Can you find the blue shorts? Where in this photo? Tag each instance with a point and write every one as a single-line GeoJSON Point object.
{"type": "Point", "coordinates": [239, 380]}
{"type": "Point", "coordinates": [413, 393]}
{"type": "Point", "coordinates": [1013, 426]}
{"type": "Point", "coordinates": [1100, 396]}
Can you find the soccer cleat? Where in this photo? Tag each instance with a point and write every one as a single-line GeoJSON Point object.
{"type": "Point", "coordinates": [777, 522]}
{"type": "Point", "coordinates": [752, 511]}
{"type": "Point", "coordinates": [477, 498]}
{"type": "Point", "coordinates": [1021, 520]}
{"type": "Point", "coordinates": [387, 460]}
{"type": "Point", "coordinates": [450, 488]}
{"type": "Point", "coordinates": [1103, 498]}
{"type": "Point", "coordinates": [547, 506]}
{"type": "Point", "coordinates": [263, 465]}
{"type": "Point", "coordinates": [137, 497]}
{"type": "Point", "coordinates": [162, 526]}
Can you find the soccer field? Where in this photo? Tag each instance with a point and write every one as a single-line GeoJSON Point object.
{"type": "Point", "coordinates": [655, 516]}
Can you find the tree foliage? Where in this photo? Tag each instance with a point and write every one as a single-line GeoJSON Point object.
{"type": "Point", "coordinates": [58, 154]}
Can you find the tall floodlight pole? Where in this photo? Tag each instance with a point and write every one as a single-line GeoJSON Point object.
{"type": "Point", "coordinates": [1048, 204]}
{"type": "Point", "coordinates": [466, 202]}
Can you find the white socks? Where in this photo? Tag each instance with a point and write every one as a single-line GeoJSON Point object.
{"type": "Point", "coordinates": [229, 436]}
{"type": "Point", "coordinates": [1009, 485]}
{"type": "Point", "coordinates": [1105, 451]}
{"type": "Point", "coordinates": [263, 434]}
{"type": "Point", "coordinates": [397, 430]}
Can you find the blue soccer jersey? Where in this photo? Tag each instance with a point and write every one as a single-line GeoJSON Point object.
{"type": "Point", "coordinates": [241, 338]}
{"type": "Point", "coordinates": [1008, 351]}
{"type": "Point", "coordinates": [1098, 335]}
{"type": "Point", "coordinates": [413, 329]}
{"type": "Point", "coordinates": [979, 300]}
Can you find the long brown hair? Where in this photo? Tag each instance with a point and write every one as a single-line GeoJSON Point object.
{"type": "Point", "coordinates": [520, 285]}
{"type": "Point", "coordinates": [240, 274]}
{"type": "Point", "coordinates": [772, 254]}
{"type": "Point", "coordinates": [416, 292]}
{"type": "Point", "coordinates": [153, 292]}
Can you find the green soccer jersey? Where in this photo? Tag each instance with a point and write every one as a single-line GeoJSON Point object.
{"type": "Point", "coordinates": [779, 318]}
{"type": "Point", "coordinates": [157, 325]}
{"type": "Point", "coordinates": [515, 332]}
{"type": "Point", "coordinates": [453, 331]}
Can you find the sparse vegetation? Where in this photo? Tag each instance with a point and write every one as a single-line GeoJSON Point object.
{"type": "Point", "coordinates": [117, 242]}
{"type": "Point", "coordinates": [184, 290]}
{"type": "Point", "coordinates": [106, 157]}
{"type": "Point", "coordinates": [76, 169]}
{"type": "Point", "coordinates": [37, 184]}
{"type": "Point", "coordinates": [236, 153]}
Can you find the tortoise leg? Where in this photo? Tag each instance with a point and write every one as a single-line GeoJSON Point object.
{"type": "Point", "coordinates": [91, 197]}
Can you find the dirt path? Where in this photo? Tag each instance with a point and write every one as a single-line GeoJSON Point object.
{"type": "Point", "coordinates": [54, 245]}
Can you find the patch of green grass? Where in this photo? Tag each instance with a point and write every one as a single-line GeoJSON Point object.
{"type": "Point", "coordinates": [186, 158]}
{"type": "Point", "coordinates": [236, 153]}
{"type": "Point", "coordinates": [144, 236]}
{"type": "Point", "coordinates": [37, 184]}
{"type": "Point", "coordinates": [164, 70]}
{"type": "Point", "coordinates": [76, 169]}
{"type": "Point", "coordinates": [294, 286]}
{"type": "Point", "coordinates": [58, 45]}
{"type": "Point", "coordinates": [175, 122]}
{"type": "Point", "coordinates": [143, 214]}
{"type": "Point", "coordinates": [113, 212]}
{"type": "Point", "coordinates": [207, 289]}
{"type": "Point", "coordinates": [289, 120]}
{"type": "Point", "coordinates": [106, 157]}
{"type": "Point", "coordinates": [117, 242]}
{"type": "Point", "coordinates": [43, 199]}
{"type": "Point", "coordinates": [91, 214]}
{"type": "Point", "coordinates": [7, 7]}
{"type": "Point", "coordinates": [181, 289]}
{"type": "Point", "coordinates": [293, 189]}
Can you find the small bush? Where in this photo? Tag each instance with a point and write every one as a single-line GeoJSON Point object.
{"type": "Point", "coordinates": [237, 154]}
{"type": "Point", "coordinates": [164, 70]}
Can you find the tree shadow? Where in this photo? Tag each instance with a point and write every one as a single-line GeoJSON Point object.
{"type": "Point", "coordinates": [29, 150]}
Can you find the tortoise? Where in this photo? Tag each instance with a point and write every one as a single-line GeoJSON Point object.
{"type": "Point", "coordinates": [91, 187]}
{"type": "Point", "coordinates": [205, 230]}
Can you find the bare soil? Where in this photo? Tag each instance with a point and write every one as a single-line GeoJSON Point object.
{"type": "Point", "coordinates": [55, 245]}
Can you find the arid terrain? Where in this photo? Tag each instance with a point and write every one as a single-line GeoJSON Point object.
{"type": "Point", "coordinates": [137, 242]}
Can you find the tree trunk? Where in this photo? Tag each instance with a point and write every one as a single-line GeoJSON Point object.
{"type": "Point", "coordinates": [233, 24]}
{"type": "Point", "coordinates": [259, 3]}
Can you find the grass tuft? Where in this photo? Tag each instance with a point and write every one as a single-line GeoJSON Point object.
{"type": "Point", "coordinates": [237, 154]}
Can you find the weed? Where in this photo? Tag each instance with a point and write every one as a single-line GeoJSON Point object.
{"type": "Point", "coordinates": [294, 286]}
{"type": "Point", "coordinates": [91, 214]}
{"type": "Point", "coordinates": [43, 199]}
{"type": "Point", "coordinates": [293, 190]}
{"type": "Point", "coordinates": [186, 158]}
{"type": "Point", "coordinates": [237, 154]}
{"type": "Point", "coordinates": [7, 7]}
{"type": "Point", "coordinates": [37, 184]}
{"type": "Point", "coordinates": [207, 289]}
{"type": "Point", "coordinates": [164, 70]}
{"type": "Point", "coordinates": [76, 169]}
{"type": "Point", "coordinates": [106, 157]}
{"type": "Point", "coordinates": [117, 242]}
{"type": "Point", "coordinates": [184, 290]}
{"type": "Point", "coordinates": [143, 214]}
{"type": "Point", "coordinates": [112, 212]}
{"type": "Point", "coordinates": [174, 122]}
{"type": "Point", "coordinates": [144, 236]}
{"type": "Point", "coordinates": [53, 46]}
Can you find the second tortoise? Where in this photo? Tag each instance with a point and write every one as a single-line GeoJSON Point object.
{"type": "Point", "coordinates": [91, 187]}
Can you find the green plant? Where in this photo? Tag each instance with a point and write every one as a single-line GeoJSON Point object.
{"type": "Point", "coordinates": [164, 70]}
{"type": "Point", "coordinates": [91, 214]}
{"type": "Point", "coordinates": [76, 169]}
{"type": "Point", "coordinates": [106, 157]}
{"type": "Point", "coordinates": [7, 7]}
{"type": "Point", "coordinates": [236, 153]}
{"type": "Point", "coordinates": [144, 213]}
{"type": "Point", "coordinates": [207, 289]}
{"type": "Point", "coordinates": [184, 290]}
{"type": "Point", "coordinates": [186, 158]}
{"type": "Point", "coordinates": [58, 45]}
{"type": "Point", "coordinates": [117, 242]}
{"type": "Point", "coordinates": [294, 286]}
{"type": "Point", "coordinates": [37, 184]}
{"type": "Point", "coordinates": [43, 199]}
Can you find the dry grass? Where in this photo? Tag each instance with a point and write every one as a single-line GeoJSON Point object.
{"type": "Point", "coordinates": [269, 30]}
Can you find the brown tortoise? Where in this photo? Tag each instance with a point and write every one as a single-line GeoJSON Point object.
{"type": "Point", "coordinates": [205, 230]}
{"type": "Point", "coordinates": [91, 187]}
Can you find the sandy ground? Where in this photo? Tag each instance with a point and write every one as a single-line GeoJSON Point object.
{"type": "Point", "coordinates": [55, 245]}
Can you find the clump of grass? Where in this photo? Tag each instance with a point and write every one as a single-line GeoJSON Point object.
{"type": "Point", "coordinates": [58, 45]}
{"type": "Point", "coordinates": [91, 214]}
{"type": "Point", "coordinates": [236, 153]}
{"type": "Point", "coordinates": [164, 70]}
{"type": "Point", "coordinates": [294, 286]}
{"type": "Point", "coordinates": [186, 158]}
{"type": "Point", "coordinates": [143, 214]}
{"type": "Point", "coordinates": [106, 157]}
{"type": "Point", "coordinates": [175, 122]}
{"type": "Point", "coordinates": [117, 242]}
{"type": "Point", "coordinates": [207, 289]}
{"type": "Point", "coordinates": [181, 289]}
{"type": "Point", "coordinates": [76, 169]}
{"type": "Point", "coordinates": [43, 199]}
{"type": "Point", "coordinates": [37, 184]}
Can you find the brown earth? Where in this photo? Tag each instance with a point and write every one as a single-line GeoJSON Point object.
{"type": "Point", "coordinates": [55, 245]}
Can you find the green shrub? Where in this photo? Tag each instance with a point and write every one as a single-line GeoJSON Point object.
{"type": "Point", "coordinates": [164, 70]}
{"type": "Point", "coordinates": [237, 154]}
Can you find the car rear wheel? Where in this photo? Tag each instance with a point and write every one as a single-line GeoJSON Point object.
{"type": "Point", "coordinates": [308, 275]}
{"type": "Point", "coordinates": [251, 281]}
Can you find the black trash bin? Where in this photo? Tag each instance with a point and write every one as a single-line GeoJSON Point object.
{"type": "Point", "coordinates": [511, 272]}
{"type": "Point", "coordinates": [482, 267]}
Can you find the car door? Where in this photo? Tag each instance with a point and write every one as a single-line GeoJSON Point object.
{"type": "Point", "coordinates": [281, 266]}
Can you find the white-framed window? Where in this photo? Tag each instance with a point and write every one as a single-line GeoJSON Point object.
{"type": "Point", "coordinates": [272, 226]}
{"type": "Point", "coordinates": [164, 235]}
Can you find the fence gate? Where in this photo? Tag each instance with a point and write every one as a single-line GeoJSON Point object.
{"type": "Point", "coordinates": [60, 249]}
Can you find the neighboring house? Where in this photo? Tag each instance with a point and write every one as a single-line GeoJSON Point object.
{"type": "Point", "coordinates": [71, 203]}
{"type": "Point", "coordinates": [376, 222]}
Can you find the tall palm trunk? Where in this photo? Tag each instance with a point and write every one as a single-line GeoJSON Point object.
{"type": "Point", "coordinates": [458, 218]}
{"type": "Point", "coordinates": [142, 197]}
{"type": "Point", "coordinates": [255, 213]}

◆ ◆ ◆ ◆ ◆ ◆ ◆

▸ **TO BE DONE**
All lines from the one containing "Can you find the green shrub?" through the final line of the listing above are to be reproduced exactly; include both and add nothing.

▸ **RESULT**
Can you find the green shrub? Where in this photo? Tag each instance with a point and write every one as a single-line GeoJSON Point object.
{"type": "Point", "coordinates": [164, 70]}
{"type": "Point", "coordinates": [237, 154]}
Can you find the car rear wheel? Where in this photo? Tag each instance with a point and write every one as a single-line GeoJSON Point object.
{"type": "Point", "coordinates": [308, 275]}
{"type": "Point", "coordinates": [251, 281]}
Can you find the black trash bin? Where in this photo? Tag each instance with a point and write every one as a single-line GeoJSON Point object.
{"type": "Point", "coordinates": [511, 272]}
{"type": "Point", "coordinates": [482, 267]}
Can you find the car door? Where in this photo? Tag each instance with a point and write every one as a single-line GeoJSON Point object.
{"type": "Point", "coordinates": [281, 266]}
Can you find the white-framed window? Where in this photo? Tag each instance with a point and write every one as a single-line GeoJSON Point object.
{"type": "Point", "coordinates": [272, 226]}
{"type": "Point", "coordinates": [164, 235]}
Can you find the fence gate? Where in this photo? Tag each instance with a point and write every one as a single-line GeoJSON Point object.
{"type": "Point", "coordinates": [60, 249]}
Can you find the neighboring house? Where in this photo? Tag each instance with a point and write every one as a single-line GeoJSON Point object.
{"type": "Point", "coordinates": [71, 203]}
{"type": "Point", "coordinates": [376, 222]}
Can you find the tall palm trunk? Where in this photo? Tag each instance with a point and write every one as a single-line GeoJSON Point object.
{"type": "Point", "coordinates": [458, 218]}
{"type": "Point", "coordinates": [142, 197]}
{"type": "Point", "coordinates": [255, 213]}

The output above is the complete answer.